◆ **TEXT**:
* Start *

Country music singer-songwriter Carrie Underwood talks Almay beauty tips, bonding with baby Isaiah, and the launch of her latest album.
Carrie Underwood Headshot 2014
Credit: DFree/Shutterstock

In a Parents study, Carrie Underwood was voted the celeb mom YOU would most like to babysit your child. We sat down with the country star on behalf of Almay to talk about taking care of 8-month-old Isaiah; her new album, Storyteller; and her mommy makeup tips. One thing's for sure: Carrie is beautiful inside and out.

P: What is your go-to morning beauty routine now that you have an 8-month-old?

CU: It has to be easy and efficient and make me feel good. I start with Smart Shade everything pretty much, from foundation to blush to doing my eyes. I tend to keep things pretty neutral [in color] but the great thing about all this, especially the intense eye colors, is you can build. If I end up getting lucky enough to go on a date night with my husband, it's easy to make things a little more intense and glamorous.

P: What about hair?

CU: My hair holds water like nobody's business. I have to blow dry my hair every day, and I've become pretty good with a round brush. Takes one step out of my day, if I can round brush it as I dry it, then I don't have to curl it.

P: Now that you have your son at home, what's something from your childhood that you're excited to experience again through his eyes?

CU: I think it will be fun for the first time to really get to have family vacations. My sisters were quite a bit older than me and we didn't really do family vacations. We had none with all of us—my parents and myself and my sisters. We had two separate families, kind of, because of the age gap between us.

* End *

◆ **TO DO**:
- 1) Answer these questions using the Carrie Underwood interview above.
(a) How old is her son Isaiah at the time of the interview?
(b) What is the title of her new album?
(c) What tool does she use while blow-drying so that she does not have to curl her hair?
- 2) Continue the Carrie Underwood interview, picking up after its final answer about family vacations.

◆ **EXTRACTED DATA**:
* Start *

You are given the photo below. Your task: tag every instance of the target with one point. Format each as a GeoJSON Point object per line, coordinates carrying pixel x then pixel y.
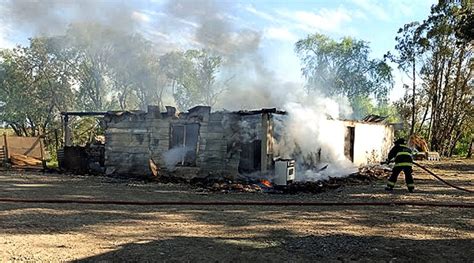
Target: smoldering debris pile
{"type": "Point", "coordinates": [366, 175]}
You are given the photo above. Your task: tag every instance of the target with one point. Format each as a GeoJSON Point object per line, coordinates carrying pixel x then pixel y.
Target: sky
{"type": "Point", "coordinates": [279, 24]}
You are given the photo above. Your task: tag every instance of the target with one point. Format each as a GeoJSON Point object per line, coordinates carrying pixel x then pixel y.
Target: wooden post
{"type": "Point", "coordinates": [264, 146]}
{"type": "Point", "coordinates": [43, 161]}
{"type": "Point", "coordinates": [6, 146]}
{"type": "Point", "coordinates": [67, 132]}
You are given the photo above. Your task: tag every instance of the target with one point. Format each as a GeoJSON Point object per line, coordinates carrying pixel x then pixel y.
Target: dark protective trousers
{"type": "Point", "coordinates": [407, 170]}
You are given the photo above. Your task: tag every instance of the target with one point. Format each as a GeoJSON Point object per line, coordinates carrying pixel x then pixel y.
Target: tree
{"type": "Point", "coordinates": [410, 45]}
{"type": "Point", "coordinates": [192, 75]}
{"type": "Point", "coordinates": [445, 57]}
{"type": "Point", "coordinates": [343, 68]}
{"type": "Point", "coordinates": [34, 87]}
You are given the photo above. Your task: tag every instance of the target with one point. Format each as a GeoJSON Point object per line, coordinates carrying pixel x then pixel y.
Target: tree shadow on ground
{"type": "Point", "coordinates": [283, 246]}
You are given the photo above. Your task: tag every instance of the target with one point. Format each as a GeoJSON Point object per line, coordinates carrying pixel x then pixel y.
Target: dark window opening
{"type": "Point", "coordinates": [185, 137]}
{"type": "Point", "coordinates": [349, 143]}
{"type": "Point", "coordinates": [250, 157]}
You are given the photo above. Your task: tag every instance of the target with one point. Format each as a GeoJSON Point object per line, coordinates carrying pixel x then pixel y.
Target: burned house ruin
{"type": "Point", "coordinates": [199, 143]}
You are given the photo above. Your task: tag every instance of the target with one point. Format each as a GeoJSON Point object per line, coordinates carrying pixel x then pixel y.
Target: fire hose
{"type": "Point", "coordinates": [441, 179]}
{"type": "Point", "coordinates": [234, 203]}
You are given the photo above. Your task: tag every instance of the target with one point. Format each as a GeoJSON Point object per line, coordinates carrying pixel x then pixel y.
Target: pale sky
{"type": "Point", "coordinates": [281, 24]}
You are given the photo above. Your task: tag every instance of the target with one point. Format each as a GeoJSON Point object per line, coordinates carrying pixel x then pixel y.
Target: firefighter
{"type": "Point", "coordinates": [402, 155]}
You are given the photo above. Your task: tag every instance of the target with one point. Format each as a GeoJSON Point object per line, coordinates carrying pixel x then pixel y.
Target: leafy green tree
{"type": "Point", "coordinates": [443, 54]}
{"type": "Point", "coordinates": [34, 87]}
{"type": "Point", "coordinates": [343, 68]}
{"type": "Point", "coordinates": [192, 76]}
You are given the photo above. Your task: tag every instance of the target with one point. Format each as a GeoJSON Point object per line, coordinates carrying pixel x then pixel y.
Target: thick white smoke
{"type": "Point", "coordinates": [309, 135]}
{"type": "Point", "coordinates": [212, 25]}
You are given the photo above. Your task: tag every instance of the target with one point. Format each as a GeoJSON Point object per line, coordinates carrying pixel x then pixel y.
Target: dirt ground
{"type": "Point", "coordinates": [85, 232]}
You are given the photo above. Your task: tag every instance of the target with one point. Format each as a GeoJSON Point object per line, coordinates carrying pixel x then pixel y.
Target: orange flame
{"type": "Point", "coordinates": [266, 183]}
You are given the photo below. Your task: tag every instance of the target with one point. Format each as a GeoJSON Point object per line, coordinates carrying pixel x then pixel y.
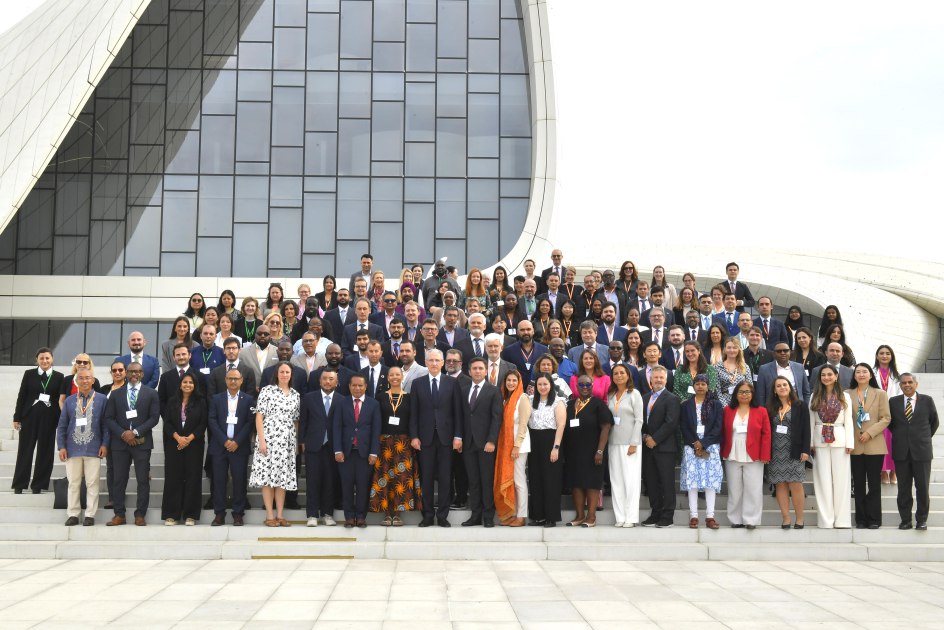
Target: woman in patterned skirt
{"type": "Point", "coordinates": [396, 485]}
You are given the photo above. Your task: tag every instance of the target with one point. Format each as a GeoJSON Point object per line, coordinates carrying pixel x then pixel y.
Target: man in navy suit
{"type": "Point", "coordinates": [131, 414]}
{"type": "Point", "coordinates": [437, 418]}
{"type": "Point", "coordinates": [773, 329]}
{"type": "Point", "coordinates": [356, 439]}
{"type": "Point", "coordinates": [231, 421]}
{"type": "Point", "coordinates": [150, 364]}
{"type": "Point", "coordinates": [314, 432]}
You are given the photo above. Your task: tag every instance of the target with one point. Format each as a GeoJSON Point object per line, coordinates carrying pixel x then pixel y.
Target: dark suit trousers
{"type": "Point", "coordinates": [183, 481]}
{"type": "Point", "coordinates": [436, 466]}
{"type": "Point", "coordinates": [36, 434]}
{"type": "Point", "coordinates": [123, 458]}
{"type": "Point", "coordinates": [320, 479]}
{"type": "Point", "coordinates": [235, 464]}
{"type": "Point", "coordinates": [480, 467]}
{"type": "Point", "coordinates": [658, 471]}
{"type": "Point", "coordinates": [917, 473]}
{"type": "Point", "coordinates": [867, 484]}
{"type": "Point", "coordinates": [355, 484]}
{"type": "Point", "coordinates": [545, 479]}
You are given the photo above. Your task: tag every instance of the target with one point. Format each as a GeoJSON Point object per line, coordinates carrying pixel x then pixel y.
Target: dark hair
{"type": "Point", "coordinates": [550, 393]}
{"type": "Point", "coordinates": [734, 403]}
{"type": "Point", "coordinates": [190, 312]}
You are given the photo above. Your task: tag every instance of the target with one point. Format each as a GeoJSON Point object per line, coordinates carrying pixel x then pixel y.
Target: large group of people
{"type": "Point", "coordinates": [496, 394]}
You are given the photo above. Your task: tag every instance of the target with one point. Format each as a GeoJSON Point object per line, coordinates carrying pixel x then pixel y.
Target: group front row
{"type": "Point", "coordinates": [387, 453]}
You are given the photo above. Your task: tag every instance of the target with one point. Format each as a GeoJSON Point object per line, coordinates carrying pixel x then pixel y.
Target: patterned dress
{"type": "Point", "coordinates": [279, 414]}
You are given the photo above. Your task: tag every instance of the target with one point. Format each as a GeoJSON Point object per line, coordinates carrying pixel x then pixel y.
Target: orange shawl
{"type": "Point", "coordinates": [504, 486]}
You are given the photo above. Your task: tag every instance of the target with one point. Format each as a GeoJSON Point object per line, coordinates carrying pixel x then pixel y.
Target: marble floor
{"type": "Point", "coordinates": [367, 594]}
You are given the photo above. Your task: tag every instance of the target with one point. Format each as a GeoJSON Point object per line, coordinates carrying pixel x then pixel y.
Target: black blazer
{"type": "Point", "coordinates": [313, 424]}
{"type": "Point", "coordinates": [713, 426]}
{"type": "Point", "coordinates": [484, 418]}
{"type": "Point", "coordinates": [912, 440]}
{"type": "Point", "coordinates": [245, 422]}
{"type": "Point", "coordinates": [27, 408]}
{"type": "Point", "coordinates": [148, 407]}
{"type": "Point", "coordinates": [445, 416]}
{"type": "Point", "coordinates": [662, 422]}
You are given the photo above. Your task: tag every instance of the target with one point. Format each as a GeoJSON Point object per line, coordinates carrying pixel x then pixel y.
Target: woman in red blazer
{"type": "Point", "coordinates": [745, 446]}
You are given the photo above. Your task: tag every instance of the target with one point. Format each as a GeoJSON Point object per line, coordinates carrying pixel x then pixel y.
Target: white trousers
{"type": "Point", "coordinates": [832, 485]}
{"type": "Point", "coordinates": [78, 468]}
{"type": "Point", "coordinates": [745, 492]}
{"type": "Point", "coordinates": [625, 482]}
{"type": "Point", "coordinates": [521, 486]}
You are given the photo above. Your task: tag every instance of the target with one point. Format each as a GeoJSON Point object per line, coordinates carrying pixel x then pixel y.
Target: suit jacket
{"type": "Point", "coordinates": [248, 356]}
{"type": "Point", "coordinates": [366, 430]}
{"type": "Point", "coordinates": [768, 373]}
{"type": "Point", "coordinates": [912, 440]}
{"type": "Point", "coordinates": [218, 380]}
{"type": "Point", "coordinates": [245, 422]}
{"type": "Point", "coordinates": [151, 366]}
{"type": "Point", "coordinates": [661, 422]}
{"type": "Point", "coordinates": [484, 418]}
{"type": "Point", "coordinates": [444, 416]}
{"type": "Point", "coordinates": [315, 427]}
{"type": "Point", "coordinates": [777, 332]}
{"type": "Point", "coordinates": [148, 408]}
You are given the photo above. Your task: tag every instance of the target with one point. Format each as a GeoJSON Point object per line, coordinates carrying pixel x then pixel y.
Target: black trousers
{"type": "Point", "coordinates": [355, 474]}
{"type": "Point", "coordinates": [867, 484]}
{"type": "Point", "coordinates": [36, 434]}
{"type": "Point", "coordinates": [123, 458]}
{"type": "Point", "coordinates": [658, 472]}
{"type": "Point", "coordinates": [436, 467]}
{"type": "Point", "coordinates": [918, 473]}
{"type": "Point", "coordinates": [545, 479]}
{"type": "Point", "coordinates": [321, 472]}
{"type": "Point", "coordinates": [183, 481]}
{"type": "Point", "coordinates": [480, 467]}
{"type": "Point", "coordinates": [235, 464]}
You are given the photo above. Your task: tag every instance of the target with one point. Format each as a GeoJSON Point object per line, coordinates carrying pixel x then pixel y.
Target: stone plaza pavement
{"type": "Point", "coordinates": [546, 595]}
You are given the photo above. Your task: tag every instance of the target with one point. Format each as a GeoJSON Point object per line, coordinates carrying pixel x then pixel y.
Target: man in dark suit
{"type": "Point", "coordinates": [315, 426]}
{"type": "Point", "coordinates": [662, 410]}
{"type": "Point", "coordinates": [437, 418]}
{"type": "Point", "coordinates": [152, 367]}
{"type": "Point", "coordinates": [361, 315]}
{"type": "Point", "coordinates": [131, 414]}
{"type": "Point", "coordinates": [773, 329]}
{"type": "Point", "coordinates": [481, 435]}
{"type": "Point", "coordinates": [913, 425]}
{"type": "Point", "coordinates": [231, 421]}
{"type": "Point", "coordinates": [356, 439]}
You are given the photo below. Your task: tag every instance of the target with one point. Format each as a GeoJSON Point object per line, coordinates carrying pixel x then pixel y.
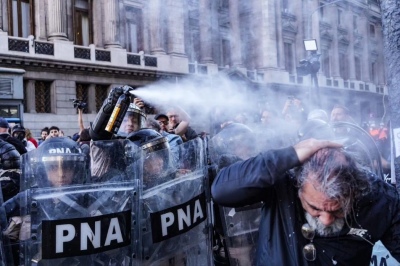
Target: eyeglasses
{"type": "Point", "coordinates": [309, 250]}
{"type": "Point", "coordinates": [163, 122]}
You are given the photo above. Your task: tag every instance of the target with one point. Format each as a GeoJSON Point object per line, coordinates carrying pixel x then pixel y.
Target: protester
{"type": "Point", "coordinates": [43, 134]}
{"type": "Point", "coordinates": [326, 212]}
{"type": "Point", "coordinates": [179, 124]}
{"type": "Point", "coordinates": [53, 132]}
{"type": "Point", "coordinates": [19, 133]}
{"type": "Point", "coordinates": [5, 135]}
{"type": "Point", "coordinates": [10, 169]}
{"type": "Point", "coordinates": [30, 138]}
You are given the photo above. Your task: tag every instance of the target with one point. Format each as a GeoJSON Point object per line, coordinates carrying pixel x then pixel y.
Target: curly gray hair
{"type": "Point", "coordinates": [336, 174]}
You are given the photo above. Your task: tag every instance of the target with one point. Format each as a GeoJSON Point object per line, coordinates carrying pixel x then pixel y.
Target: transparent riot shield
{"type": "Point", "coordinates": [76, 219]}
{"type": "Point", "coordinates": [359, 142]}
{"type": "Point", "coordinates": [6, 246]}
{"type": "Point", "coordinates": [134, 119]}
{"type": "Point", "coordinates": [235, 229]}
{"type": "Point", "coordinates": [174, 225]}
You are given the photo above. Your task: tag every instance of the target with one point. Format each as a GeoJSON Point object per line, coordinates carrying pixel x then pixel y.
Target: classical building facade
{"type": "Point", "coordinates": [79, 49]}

* End *

◆ **OUTPUTS BY TASK**:
- 1)
(a) He is 8 months old.
(b) The album is titled Storyteller.
(c) She uses a round brush.

- 2)
P: Are you seeing bits of his personality start to come through?

CU: I feel like he's starting to look more and more like Mike. Sometimes [I see] his facial expressions and I'll be like, "That's your dad." He's just so sweet and happy. Neither [Mike or I] are morning people, and first thing in the morning Isaiah's smilin' happy. I don't know where he got that because both of us are like, "Don't talk to me, I need to have my breakfast and my cup of coffee before I can function." He's just always smilin' and it's weird but it makes it easier to be a parent. If he's fussy in the middle of the night, I'll wake up and go upstairs and try to calm him down and he'll just look at me and just start grinnin' and I think, Well, it's 3 o'clock in the morning, but this isn't so bad. It's ok because you're happy I'm here. You're happy to see me.

P: I know you're an advocate of arts ed. Regardless of any career aspirations, will you encourage Isaiah to embrace the arts?

CU: I think it's so important for schools to have those kinds of activities, and not just the arts but sports, too, because your kid is gonna find something that they enjoy at school if those things are in there. I know school is school and it can't always be fun and games, but at least there will be one element of the day that it's like, "I can't wait for that." I was excited when I was in choir. It was something that I felt I excelled at. It made me want to go to school.

P: You almost got a record deal as a young teenager. What's your take on rising to stardom a little bit later in life?

CU: I am so happy that I got to experience life before everything happened. I was still a baby, I was 22 when I graduated—ha, when I graduated—when I won American Idol. So I was still in my early 20s and still figuring things out, but I had the opportunity to pay my own bills and I had jobs and I got to struggle a little bit and grow up before everything happened. I'm so glad that didn't work out for me when I was younger. I don't think I'd be where I am now and I don't think I would've been able to emotionally handle that. Even if gonna be musical, I don't think I'd ever push him to do anything before he kind of figured out where he stood.

P: You released the song "What I Never Knew I Always Wanted." Did you grow up wanting to have kids?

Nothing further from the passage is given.